>> BEGIN PAGE

Containerization is often misunderstood as "lightweight Virtual Machines." To an engineer, that is a useful analogy, but it is technically incorrect.

Containerization is not virtualization; it is process isolation.

While a Virtual Machine (VM) simulates hardware to run a full guest OS, a Container simulates an Operating System to run a process. The fundamental difference lies in the abstraction layer: VMs abstract the hardware (CPU, memory, disk, network interfaces), while containers abstract the operating system interface (filesystem view, process table, network stack, user IDs).


1. The Core Illusion: It's Just a Process

If you run a container (e.g., docker run -d nginx) and then run ps aux on your host machine, you can actually find the Nginx process running directly on your host kernel. It is not hidden inside a black box file; it is a standard Linux process with a standard PID.

>> END PAGE
>> BEGIN RAW RECORDS

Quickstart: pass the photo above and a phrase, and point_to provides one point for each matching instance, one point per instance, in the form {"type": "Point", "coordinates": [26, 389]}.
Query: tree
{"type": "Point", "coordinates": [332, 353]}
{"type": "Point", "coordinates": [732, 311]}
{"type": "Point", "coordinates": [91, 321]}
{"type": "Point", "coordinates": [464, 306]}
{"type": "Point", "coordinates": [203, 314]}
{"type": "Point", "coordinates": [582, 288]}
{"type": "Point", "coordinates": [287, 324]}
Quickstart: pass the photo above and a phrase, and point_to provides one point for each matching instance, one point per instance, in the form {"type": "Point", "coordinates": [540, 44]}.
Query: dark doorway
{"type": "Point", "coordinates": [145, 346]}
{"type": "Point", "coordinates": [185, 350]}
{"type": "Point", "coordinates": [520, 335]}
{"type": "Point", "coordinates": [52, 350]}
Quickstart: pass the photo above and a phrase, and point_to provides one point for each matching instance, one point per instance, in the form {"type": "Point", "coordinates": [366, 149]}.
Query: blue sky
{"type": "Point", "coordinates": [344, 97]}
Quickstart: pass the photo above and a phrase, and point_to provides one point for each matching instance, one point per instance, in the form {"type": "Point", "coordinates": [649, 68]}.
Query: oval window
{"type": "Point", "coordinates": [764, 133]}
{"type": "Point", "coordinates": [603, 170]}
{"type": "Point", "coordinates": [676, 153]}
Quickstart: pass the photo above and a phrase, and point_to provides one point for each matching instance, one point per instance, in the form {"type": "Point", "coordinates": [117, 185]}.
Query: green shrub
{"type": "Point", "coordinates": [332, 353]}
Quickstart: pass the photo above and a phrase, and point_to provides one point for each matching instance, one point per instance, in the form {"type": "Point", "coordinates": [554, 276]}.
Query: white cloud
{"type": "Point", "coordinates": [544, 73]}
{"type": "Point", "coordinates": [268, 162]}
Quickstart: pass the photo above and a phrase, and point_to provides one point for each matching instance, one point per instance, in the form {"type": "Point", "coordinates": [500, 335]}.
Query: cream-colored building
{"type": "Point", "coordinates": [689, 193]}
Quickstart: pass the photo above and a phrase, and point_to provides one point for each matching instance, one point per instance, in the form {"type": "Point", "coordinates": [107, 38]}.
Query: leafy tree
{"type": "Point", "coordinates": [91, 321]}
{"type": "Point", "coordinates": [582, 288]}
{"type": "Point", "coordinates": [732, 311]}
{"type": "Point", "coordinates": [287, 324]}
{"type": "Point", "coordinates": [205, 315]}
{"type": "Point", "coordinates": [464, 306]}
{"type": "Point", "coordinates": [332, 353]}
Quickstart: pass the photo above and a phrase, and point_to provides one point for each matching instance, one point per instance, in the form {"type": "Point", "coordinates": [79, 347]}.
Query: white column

>> END RAW RECORDS

[TASK LIST]
a – Translate this sentence from the containerization text into Spanish: "Containerization is not virtualization; it is process isolation."
b – From the containerization text, extract the passage that begins at the words "1. The Core" and stops after "a standard PID.".
These entries have no connection to the containerization text.

[WORKED ANSWERS]
a – La contenedorización no es virtualización; es aislamiento de procesos.

b –
1. The Core Illusion: It's Just a Process

If you run a container (e.g., docker run -d nginx) and then run ps aux on your host machine, you can actually find the Nginx process running directly on your host kernel. It is not hidden inside a black box file; it is a standard Linux process with a standard PID.